▶ DOCUMENT TEXT:
────
What I Learned At The White House: Chapter One


A Memoir

The Blue Room of the White House, now resplendent with Christmas tree and trimmings, is arguably one of the most beautiful rooms in America.



This is the official heart of the house, the state room where photo ops, receiving lines, live music, and an infinity of ceremonies both large and small take place. The Blue Room is expansive in mood and size, and these attributes (plus its oval shape) set it apart from its neighbors, the Green and Red Rooms, which perch on each side like a pair of respected aunts. There is warmth in the Blue Room, and zest, now that Michelle Obama has taken to thrilling the bejesus out of tour groups by popping into the room at odd moments.
            The key to the room is the Monroe furniture. It was bought for the public reopening of the house on January 1, 1818 after the disastrous fire of 1814. This silk-upholstered and gilded ensemble goes a long way toward explaining the decisions of the Committee for the Preservation of the White House. In 1995 the committee, headed unofficially but forcefully by Hillary Clinton, restored the room with rich colors, gilding, French polished woodwork, and elaborate draperies in both fabric and wallpaper forms. The sidewall, a copy of a common American wallpaper, is a perfect foil.
            As paperhanger and consultant I've worked in this room several times, and this memoir shares details of that work. It was wonderful to be walking down a sunny sidewalk in Washington knowing that I was heading for my job at the White House. This heady feeling subsided when I began meeting the dozens who go there daily.
────
▶ MATERIAL SUPPLIED:
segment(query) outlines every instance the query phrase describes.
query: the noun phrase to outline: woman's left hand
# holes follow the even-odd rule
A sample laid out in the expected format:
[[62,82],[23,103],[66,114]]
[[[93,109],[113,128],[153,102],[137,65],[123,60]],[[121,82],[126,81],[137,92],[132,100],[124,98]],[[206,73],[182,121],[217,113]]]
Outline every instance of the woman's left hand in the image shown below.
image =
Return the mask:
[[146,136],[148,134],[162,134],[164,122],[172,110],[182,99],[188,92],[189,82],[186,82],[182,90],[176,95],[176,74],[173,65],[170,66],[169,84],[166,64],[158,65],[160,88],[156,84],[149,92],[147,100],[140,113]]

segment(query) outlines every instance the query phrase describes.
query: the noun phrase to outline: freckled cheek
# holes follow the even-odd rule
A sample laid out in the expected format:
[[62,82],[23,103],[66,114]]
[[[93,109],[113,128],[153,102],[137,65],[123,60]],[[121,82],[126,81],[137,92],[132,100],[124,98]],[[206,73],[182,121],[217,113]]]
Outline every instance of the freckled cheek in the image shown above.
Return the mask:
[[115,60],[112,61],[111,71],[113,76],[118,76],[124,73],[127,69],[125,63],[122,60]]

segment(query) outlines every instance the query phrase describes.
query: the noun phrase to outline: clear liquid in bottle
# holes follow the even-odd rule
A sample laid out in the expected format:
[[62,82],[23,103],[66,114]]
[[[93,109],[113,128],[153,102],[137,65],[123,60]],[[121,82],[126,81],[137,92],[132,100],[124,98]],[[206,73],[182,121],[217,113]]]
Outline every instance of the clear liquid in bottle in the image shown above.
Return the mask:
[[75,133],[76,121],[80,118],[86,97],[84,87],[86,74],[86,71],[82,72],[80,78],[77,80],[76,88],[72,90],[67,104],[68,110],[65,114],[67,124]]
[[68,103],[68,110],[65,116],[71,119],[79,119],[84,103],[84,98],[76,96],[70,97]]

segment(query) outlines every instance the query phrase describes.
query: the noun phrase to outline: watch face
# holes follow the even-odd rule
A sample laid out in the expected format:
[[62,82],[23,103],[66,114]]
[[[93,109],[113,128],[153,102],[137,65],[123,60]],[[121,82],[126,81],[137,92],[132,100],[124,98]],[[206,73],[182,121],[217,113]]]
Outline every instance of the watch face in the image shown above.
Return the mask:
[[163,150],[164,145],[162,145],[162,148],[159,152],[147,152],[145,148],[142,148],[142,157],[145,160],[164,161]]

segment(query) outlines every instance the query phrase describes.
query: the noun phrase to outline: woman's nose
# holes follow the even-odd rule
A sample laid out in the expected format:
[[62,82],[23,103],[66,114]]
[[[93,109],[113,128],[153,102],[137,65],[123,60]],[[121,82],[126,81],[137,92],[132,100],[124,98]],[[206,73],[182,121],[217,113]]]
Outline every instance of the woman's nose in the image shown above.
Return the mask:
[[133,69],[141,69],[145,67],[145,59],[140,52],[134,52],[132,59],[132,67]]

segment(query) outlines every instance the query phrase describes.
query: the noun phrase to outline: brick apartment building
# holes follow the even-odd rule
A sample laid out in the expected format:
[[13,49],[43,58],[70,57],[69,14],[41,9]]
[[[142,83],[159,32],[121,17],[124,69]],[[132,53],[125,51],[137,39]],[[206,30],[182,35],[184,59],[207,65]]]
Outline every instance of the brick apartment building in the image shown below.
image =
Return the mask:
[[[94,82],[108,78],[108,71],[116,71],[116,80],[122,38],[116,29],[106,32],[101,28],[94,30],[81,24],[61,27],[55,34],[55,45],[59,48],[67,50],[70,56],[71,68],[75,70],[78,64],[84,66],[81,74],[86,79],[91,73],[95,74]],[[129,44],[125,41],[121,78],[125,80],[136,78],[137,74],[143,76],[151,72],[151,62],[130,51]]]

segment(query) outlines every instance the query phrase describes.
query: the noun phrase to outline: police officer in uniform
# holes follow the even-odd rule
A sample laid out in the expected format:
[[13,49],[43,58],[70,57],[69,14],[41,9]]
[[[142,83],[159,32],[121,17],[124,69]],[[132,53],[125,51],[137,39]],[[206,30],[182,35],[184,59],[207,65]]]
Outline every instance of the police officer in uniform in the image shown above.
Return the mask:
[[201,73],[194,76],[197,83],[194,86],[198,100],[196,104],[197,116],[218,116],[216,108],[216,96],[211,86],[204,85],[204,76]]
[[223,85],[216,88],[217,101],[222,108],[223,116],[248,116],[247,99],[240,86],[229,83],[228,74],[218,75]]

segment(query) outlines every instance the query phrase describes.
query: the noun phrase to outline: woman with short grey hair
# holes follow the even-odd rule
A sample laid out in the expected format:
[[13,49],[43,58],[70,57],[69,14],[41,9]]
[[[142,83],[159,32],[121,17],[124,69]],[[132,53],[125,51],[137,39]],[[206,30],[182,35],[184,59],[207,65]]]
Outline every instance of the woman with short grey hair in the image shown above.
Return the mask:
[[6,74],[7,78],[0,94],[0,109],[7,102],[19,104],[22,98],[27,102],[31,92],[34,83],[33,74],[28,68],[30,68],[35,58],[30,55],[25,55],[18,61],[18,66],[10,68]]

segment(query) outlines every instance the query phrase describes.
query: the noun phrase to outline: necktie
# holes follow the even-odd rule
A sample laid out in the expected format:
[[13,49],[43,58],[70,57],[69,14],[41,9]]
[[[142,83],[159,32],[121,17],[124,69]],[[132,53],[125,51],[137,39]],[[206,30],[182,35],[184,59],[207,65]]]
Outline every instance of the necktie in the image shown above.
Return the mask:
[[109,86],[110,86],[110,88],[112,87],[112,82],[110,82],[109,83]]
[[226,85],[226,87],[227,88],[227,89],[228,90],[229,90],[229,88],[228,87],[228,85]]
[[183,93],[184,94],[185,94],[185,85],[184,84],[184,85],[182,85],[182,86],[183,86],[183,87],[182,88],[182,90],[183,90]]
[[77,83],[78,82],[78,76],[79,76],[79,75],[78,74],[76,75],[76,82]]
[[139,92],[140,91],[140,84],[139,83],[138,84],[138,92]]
────
▶ PROBLEM TO SOLVE:
Echo the memoir's passage word for word, starting with "The Blue Room of" and going on through "at odd moments.". The listing isn't needed for anything here.

▶ SOLUTION FOR THIS TASK:
The Blue Room of the White House, now resplendent with Christmas tree and trimmings, is arguably one of the most beautiful rooms in America.



This is the official heart of the house, the state room where photo ops, receiving lines, live music, and an infinity of ceremonies both large and small take place. The Blue Room is expansive in mood and size, and these attributes (plus its oval shape) set it apart from its neighbors, the Green and Red Rooms, which perch on each side like a pair of respected aunts. There is warmth in the Blue Room, and zest, now that Michelle Obama has taken to thrilling the bejesus out of tour groups by popping into the room at odd moments.